#### Required work
Copy out the entries that follow, exactly as written.

#### Recorded information
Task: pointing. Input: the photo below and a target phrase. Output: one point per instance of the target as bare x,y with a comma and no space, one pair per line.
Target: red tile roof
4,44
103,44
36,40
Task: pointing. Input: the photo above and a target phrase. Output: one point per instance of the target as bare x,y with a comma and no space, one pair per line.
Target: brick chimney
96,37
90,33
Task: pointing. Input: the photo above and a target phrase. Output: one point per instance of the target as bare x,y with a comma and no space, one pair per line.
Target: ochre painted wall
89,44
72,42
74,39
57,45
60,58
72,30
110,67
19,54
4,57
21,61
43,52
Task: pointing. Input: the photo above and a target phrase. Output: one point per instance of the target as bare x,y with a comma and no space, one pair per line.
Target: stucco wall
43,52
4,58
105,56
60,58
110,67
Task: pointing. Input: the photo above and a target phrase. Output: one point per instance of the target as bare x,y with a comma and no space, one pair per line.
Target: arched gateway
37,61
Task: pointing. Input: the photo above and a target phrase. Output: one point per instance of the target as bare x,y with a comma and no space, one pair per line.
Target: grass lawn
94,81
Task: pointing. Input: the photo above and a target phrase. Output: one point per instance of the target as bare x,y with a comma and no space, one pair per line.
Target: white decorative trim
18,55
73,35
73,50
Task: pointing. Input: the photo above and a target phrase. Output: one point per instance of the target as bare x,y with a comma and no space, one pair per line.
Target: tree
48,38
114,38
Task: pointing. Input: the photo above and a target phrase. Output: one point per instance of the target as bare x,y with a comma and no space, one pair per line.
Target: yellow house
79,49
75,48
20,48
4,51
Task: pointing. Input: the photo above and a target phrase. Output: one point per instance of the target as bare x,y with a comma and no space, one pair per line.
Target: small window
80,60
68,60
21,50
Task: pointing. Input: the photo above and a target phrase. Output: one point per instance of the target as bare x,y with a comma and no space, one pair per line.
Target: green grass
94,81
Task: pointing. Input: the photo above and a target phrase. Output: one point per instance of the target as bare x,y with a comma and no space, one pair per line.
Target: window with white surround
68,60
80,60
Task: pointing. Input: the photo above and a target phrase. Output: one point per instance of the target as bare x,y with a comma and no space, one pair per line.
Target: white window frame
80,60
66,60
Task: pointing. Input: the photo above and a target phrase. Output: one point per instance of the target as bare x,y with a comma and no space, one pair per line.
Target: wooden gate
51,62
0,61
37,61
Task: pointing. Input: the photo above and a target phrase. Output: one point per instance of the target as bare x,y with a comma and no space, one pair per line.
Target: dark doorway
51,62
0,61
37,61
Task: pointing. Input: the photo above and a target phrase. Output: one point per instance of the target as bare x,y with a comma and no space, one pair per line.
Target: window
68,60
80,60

#### Reply to the task
Task: pointing. Input: the photo below and a target phrase. Output: one point per instance of the target as bare x,y with a comma and no space, one pair per line.
Target: red tile roof
4,44
103,44
36,40
Task: pointing. Input: the photo above and a target phrase. Output: one point per instance of the target as bare x,y with a comma and no space, one pair per line.
Target: brick chimney
96,37
90,33
Task: pointing. Input: the photo above and a target phrase. Output: one point per instance of the target as bare x,y with a comma and no space, one pair per line.
Target: ochre painted wall
89,44
72,42
74,39
57,45
60,58
72,30
110,67
19,54
4,57
21,61
43,52
Task: pointing. Input: the photo above and a target phrase. Output: one point per instance of the target as bare x,y with a comma and no space, one pair per line.
Target: stucco wall
43,52
4,58
105,56
60,58
110,67
Task: pointing. Input: the photo above and a target phrase. Output: one point per instance of the target as bare x,y with a comma and no space, one pair per line.
Target: arched gateway
37,61
Task: pointing. Input: the photo above and a target phrase. Output: one point per instance of the target as bare x,y with a comma and no space, one pair per line.
Target: grass lawn
94,81
Task: pointing. Input: the photo above and a target phrase. Output: one point per instance of the target as bare x,y with a comma and no space, one pair per line.
Target: white decorative trim
18,55
73,35
73,50
Task: pointing. Input: the photo above and a target phrase. Output: one point per instance of the target as bare x,y with a comma and no space, one pair per line.
Target: tree
48,38
114,38
Task: pointing. Input: the photo above and a target phrase. Output: one point per instance of the target as bare x,y with a comma and no space, one pair per line.
Target: yellow house
79,49
75,48
20,48
4,51
Task: pointing. Input: the photo above and a target phrase. Output: one point per instance of the target as bare x,y with a comma and no space, one pair per line.
Target: small window
80,60
68,60
21,50
Task: pointing. Input: the photo above and a target phrase. Output: one point per instance of the target as bare x,y with a comma and no space, one pair per line.
Target: green grass
94,81
Task: pointing. Input: the photo above and a target phrase. Output: one point per instance of the target as bare x,y with a comma and no space, one pair per line.
Target: window with white surround
68,60
80,60
Task: pointing. Input: the photo above and a target phrase. Output: one point per instance of the target as bare x,y with a comma and no space, one pair per line.
Target: white window frame
80,60
66,60
Task: pointing. Input: the photo above and a target phrase. Output: one point per instance of the target as bare x,y with a comma and no space, one pair per line.
Target: wooden gate
51,62
0,61
37,61
Task: pointing. Input: the photo above and a target phrase. Output: one point per instance of the target as bare x,y with a comma and no space, one pair per line.
Target: dark doorway
51,62
0,61
37,61
Task: pointing. Input: the photo above and a target phrase. Output: one point per instance of the target as bare x,y with a comma and no space, one pair per line.
Target: window
68,60
80,60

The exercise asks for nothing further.